Records:
******************************

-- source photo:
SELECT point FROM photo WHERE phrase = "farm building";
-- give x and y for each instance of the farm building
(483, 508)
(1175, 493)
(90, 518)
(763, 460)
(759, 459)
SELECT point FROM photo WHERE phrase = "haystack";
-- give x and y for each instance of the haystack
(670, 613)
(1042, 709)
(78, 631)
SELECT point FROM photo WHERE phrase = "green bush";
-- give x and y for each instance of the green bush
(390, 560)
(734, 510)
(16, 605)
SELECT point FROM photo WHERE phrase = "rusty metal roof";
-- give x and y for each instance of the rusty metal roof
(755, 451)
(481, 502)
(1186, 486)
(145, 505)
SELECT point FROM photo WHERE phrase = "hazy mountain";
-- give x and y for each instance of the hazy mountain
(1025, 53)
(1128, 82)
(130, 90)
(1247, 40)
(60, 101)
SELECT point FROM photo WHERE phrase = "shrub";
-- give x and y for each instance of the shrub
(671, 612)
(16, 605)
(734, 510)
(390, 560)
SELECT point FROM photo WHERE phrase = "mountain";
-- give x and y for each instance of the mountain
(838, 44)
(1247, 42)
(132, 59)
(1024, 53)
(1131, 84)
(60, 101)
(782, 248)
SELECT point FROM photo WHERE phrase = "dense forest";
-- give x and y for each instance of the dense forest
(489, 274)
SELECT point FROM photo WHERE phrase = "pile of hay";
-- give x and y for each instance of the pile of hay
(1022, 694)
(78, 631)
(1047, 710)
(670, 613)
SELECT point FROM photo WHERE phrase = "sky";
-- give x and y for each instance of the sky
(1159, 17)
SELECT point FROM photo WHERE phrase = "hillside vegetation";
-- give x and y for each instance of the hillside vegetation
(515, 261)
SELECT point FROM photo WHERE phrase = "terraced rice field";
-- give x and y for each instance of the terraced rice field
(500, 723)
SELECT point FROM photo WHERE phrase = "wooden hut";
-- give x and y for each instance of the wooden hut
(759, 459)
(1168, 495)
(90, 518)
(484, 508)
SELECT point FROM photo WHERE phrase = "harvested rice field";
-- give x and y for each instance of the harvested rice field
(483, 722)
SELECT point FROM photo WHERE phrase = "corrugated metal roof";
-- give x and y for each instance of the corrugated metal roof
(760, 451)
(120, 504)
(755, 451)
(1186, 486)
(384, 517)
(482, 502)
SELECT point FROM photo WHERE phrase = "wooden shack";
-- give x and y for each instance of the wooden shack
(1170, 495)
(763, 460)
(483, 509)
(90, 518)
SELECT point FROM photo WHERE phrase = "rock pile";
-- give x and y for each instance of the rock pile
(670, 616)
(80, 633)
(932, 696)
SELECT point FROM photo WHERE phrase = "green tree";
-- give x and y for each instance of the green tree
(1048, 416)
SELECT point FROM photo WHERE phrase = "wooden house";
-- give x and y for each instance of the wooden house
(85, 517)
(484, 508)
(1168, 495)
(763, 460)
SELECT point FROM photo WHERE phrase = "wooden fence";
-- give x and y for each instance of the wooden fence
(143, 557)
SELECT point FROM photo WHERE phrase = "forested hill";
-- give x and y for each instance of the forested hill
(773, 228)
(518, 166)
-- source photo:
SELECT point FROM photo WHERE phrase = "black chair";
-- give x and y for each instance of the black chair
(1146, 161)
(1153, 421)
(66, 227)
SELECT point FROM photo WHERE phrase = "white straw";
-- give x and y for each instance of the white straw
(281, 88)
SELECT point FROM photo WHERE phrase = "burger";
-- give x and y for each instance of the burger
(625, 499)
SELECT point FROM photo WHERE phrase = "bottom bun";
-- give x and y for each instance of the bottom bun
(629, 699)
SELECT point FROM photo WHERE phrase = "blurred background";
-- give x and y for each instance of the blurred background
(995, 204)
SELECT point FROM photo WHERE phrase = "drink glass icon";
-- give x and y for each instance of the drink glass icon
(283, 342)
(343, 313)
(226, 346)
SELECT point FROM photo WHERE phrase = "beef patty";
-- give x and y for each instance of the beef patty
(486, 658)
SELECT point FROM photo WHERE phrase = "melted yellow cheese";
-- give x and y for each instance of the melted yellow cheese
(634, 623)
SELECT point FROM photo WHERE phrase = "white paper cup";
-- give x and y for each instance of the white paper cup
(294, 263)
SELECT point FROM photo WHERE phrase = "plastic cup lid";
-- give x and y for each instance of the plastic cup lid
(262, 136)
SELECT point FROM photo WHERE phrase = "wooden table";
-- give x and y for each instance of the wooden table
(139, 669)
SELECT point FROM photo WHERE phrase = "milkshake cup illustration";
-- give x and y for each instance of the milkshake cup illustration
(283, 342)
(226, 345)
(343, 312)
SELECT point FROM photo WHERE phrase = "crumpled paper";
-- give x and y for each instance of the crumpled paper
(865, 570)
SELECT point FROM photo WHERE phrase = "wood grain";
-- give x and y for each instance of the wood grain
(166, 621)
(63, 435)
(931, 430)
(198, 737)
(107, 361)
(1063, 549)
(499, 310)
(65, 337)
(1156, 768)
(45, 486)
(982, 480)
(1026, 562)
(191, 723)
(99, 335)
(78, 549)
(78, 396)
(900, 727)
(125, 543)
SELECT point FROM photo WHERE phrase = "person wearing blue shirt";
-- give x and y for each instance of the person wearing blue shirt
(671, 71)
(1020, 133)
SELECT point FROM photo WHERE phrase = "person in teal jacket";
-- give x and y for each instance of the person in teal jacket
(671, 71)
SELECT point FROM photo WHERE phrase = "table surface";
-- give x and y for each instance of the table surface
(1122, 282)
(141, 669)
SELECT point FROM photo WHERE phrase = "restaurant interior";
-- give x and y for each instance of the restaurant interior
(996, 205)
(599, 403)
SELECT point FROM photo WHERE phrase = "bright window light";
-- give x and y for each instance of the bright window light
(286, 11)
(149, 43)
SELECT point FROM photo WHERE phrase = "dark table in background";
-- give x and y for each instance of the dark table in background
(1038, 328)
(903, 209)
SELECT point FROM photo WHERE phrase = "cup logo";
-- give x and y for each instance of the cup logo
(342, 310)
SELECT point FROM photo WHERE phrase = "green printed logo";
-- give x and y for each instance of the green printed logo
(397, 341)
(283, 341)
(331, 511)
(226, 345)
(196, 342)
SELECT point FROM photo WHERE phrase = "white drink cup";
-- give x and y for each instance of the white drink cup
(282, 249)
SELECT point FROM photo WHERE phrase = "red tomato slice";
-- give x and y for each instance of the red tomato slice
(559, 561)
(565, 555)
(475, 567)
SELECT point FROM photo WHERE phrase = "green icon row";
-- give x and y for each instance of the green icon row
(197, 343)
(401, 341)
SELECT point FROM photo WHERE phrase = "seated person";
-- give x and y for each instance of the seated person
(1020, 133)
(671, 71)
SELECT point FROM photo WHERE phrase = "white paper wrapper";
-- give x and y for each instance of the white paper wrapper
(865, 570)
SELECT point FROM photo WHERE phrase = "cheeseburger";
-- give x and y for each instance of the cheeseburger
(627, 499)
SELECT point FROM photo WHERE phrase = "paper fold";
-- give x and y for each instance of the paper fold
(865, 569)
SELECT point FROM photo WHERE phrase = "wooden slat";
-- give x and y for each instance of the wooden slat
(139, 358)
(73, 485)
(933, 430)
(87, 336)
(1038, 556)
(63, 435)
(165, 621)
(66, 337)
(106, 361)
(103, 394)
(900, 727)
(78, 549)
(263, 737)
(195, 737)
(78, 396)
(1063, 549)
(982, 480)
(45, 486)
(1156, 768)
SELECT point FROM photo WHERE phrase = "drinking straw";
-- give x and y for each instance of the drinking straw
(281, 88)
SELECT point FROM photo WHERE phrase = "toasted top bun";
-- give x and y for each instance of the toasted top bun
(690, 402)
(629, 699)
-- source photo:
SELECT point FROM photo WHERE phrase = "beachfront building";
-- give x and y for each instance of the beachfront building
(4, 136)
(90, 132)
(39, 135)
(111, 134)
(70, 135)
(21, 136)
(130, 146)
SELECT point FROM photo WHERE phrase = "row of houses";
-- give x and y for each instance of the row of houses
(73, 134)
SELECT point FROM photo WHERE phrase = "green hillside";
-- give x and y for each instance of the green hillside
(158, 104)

******************************

▸ Stated problem
Filter the entries above to every line holding the string "beef", and copy each such line. Case counts.

▸ The completed task
SELECT point FROM photo WHERE phrase = "beef patty";
-- give x and y for each instance of the beef patty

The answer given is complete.